§ Action item
Whenever a line in the entries below contains "sugarcane", copy that line.

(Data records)
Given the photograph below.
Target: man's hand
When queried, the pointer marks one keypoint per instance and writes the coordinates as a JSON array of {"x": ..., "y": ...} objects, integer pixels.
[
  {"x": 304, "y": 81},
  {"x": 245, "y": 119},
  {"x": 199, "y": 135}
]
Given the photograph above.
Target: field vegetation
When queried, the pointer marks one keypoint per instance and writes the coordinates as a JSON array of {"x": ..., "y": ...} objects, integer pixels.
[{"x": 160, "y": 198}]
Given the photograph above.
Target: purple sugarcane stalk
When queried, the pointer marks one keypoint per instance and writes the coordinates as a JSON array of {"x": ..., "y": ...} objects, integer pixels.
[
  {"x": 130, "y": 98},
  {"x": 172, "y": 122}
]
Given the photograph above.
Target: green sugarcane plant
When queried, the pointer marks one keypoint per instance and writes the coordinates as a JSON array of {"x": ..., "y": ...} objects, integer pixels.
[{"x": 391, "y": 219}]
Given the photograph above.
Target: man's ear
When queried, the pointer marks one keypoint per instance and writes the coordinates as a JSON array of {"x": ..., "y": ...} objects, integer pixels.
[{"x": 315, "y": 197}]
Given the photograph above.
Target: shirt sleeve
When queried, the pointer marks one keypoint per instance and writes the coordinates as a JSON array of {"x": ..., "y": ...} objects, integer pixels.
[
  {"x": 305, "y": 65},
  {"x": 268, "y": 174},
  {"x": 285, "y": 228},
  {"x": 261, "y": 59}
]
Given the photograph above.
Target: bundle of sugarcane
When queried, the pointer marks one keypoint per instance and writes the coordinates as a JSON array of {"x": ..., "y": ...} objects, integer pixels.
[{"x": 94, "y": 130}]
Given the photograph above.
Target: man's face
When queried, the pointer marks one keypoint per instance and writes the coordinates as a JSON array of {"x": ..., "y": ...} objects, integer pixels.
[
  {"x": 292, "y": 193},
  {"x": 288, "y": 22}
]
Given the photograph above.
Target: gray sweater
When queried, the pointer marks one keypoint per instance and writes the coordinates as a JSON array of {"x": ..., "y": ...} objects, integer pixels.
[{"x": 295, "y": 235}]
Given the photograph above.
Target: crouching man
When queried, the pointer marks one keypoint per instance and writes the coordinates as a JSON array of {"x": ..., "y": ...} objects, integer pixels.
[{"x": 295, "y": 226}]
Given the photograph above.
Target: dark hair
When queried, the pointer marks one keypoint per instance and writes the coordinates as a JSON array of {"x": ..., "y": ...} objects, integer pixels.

§ Reply
Target: purple sugarcane stalk
Target: green sugarcane plant
Target: bundle of sugarcane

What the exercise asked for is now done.